* **SET TASK**: In the metrics glossary, at what point are decisions made to reject a worker on precision mismatch?

* **SOURCE EXCERPT**:
--- begin ---
What these metrics mean

top-1 flip rate

Alias of `router_flip_rate` — see that entry for cap/drop.

per
per-(token, layer).
cap
no cap — observability only.
on cap
no drop — observability only.
top-k set disagreement

Alias of `token_expert_disagreement_rate` — see that entry for cap/drop.

per
per-token.
cap
no cap — observability only.
on cap
no drop — observability only.
router_flip_rate

Fraction of (token, layer) pairs where MoE top-1 routed expert differs between rollout and trainer.

per
per-(token, layer); dashboards display the mean.
cap
no cap — observability only. OPBC does not directly act on router_flip_rate; the metric informs whether to pin the rollout to the trainer's precision class via `PolicyManifest`.
on cap
no drop — observability only. Decisions to reject a worker on precision mismatch happen at validator time, not at metric time.

Top-1 stability under quantization or precision changes. Low values (<5%) suggest the dominant expert is robust. Same as the top-1 flip rate shown on the router dashboard.
--- end ---
[Recorded data]
--- begin ---
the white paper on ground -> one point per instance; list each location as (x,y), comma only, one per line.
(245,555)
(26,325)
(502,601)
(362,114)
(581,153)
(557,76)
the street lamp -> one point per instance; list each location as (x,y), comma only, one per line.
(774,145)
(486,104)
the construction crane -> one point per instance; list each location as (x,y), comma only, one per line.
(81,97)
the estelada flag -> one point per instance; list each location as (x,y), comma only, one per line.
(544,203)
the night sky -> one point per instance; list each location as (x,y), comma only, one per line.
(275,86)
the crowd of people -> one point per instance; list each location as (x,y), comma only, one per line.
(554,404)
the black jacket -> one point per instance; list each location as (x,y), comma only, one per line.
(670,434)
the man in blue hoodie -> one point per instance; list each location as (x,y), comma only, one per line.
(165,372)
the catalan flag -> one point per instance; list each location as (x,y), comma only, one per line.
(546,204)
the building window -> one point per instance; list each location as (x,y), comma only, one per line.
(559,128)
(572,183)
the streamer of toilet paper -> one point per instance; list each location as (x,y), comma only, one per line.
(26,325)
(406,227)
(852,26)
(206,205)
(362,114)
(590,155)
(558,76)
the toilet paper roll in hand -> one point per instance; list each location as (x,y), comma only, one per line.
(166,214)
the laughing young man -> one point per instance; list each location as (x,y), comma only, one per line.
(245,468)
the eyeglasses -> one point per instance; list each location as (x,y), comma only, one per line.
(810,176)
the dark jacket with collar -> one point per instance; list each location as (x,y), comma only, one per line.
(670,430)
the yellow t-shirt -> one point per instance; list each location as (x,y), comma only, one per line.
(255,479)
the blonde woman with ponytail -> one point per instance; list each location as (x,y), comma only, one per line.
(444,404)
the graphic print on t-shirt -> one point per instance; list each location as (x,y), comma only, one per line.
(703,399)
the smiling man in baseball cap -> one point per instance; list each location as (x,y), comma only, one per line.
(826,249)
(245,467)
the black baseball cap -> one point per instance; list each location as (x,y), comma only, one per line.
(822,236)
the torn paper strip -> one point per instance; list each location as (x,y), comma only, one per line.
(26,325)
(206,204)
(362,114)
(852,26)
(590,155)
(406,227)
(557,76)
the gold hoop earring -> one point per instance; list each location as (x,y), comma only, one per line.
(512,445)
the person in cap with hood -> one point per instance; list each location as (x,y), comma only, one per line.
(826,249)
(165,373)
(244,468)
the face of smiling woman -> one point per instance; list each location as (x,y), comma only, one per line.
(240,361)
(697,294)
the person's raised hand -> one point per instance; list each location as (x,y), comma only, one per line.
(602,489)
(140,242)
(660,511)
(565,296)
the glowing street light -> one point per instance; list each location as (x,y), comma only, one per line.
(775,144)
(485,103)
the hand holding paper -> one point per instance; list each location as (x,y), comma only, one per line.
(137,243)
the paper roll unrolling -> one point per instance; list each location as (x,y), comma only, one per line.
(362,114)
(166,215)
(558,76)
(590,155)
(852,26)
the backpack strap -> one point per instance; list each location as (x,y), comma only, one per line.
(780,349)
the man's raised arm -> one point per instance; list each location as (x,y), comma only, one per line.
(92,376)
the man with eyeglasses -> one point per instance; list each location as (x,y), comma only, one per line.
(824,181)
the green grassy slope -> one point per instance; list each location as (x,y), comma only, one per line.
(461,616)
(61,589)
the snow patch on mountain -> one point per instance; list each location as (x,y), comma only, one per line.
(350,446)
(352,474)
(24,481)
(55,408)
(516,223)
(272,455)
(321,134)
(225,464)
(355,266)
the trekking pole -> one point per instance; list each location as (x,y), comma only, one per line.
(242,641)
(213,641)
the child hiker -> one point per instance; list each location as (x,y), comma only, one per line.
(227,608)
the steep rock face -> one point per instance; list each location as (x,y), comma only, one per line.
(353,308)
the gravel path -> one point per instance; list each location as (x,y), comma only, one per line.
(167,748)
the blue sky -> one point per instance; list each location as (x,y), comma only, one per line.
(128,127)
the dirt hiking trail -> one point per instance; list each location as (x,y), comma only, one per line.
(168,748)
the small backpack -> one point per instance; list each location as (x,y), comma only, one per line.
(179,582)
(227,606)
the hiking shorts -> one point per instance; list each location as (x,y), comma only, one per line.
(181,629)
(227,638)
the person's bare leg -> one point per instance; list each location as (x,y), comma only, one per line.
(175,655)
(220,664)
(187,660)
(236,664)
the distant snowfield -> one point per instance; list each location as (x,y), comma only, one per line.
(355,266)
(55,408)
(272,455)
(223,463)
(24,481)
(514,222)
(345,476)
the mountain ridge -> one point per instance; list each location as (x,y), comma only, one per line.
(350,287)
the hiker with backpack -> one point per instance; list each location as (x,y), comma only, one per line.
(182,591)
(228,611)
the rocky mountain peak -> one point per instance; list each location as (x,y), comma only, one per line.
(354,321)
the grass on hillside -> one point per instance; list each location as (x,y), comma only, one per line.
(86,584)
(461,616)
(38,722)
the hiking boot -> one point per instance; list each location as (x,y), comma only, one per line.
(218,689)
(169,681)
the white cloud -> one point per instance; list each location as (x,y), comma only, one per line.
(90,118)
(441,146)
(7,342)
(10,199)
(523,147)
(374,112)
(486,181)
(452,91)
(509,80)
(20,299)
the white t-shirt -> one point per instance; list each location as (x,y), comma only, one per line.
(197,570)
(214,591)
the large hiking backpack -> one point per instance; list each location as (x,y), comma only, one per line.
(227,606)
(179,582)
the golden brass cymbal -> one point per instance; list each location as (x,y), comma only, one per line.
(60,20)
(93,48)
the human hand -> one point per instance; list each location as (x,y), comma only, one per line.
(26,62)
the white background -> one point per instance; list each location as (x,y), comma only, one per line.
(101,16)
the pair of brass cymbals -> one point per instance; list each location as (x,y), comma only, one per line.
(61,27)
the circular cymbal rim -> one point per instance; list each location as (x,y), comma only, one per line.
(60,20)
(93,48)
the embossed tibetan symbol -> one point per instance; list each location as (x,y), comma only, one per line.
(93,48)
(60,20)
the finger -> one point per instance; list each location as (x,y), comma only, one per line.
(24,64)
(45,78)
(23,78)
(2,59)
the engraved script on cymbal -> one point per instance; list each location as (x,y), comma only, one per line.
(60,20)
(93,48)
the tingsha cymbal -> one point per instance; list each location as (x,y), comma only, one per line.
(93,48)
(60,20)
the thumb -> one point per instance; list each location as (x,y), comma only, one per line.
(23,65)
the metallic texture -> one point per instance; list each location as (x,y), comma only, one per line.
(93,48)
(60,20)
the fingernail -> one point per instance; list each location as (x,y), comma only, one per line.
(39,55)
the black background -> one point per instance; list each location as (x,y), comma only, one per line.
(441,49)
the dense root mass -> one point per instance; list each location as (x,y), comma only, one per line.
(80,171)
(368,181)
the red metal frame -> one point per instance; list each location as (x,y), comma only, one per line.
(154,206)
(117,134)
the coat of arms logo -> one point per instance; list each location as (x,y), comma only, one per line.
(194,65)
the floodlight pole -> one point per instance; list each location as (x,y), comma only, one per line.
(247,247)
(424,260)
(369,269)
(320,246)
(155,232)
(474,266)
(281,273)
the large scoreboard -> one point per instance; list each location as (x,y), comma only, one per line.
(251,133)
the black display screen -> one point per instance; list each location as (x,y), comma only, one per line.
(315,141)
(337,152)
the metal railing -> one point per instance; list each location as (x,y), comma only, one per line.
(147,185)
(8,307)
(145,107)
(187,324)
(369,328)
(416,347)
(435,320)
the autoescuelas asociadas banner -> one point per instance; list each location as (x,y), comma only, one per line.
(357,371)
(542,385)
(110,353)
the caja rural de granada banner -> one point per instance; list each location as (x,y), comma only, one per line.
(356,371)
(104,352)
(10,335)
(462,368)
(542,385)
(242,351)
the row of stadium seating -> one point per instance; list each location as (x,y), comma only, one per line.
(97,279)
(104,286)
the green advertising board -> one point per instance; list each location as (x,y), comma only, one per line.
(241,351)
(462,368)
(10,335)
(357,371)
--- end ---
* **RESPONSE FOR THIS EXERCISE**: At validator time, not at metric time.